GIVEN TEXT:
+++

# First Pintail



## Garyoutlaw77 (Feb 3, 2005)

Shot my first Sprig tonight after 11 seasons


----------



## lovemylabs (Dec 7, 2007)

congrats! got any other pics?


----------



## capt S (Sep 5, 2007)

it feels good to get a pintail after so many seasons. every thing has to be perfect for pintails to come into a spread congradulations! the first time i killed a bull i was so suprised to see how colorful they are.


----------



## freyedknot (Apr 10, 2004)

real nice sprig. get him on the river? i had to get mine in arky.


----------



## Garyoutlaw77 (Feb 3, 2005)

Field hunting ..still slow action


----------



## WalleyeGuy (Apr 9, 2004)

Nice bird.
I still looking for my 1 st Drake Pinny.


----------



## NorthSouthOhioFisherman (May 7, 2007)

Well,
The only type of bird thats ever landed one on me.
Glad ya took one pooper droper outta commision 
BTW nice pics and glad ta see ya got one!


----------



## Fishstix (Aug 16, 2005)

Congrats...I have been viewing this forum more over the past couple of week's and am beginning to think I may want to try waterfowl next fall. Looks like a blast.


----------



## Kaiser878 (Sep 13, 2007)

Congrats. I too shot my first pintail two wednesdays ago. After 7 years of trying! In 7 years of waterfowling it was the first that ever flew in front of me!


----------

+++

PROBLEMS:
**a.** In the pintail thread, how many seasons did Garyoutlaw77 hunt before shooting a first Sprig?
**b.** Condense the post in the pintail thread that begins "it feels good to get a pintail" into a short list that keeps its main points.
**c.** From the pintail thread, return word for word everything from "## lovemylabs (Dec" down to "colorful they are.".
Use only the pintail thread to answer.

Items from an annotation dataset
+++

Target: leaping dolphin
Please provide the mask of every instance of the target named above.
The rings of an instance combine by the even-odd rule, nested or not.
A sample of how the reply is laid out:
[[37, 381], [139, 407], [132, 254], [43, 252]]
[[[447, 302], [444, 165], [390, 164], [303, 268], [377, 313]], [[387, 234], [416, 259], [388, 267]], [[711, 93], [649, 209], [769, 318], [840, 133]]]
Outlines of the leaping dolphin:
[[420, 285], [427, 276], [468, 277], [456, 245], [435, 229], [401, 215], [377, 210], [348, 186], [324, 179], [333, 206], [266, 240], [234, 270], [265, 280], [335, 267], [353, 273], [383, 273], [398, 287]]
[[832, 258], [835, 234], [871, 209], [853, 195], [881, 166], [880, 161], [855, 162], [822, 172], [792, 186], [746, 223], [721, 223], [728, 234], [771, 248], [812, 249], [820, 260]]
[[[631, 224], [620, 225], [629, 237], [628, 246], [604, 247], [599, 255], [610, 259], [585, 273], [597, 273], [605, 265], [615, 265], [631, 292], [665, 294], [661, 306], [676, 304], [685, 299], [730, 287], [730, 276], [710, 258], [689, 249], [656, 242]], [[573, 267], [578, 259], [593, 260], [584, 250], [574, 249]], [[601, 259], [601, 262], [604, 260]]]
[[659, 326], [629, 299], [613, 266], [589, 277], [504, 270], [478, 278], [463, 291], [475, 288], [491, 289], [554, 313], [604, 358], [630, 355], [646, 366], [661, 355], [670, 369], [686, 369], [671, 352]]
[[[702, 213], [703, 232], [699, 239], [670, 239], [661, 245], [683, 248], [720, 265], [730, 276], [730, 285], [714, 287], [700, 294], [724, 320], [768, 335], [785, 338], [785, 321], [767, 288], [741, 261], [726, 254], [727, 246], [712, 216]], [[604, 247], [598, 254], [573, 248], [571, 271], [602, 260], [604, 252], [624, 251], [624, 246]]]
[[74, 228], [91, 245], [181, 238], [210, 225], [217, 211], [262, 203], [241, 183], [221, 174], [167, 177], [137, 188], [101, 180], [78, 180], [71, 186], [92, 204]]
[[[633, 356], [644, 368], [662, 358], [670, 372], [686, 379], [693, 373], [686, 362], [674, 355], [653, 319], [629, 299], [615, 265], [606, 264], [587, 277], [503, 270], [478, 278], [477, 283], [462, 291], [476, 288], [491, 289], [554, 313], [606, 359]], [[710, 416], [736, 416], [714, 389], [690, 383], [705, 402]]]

+++

SOLUTIONS:
**a.** Eleven seasons.

**b.**
- Getting a pintail after so many seasons feels good.
- Everything has to be perfect for pintails to come into a spread.
- The writer offers congratulations.
- The first time the writer killed a bull, the writer was surprised by how colorful they are.

**c.**
## lovemylabs (Dec 7, 2007)

congrats! got any other pics?


----------



## capt S (Sep 5, 2007)

it feels good to get a pintail after so many seasons. every thing has to be perfect for pintails to come into a spread congradulations! the first time i killed a bull i was so suprised to see how colorful they are.